Exercise: Transcribe the line containing "Target: protest sign" and every line after it, exactly, through the end of the records.

Point localization data
□ □ □ □ □
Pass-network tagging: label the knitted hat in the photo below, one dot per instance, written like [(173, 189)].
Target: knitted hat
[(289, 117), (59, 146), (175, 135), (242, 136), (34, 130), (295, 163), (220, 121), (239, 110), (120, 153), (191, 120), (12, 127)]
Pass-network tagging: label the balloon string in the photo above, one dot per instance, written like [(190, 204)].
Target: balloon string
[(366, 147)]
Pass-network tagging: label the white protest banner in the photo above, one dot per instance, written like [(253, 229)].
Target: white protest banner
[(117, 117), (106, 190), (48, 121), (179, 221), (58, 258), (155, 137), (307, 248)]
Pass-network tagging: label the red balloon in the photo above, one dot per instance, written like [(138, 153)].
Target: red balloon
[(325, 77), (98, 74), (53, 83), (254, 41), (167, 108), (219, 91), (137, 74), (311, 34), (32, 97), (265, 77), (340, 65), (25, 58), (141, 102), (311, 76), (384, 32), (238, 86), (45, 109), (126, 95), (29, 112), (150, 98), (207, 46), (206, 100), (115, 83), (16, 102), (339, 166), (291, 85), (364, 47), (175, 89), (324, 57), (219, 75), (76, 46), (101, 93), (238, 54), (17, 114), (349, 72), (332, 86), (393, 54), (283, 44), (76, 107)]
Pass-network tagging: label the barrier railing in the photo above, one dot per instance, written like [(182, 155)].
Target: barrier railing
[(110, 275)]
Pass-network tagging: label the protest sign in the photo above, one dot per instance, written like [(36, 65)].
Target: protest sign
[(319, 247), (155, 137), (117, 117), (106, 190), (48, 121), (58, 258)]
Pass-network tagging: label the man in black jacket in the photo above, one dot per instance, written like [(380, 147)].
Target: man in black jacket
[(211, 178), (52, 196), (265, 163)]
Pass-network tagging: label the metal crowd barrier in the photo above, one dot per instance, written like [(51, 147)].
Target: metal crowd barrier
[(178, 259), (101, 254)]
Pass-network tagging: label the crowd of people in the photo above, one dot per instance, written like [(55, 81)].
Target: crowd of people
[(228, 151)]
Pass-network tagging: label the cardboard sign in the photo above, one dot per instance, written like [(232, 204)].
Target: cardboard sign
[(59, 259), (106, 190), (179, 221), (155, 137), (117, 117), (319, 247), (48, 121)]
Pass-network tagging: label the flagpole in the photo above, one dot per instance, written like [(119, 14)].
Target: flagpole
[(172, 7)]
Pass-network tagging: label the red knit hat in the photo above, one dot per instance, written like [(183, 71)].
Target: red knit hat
□ □ □ □ □
Output below:
Target: protest sign
[(319, 247), (155, 137), (117, 117), (106, 190), (48, 121), (58, 258)]
Pass-network tagging: label the man in black jacket in the photo above, one dot per instance, written like [(380, 147)].
Target: man in black jacket
[(211, 178), (52, 196), (265, 163)]
Pass-network tagging: label the metal crowd barrier in the photo above, one dot per instance, written like [(51, 147)].
Target: metal crowd barrier
[(178, 259), (101, 254)]
Pass-network tagging: label the crowd of people in the photo above, one dot per instance, written like [(55, 81)].
Target: crowd of people
[(228, 151)]
Pass-network tagging: label the cardboard sign in the photo above, one dot per instance, written like [(232, 204)].
Target: cardboard sign
[(59, 259), (106, 190), (179, 221), (155, 137), (117, 117), (319, 247), (48, 121)]
Pass-network tagging: label the flagpole in the photo above, one dot per instance, written like [(119, 14)].
Target: flagpole
[(172, 7)]
Pass-network tagging: label the red knit hat in the photo above, one dot per instance, written like [(183, 71)].
Target: red knit hat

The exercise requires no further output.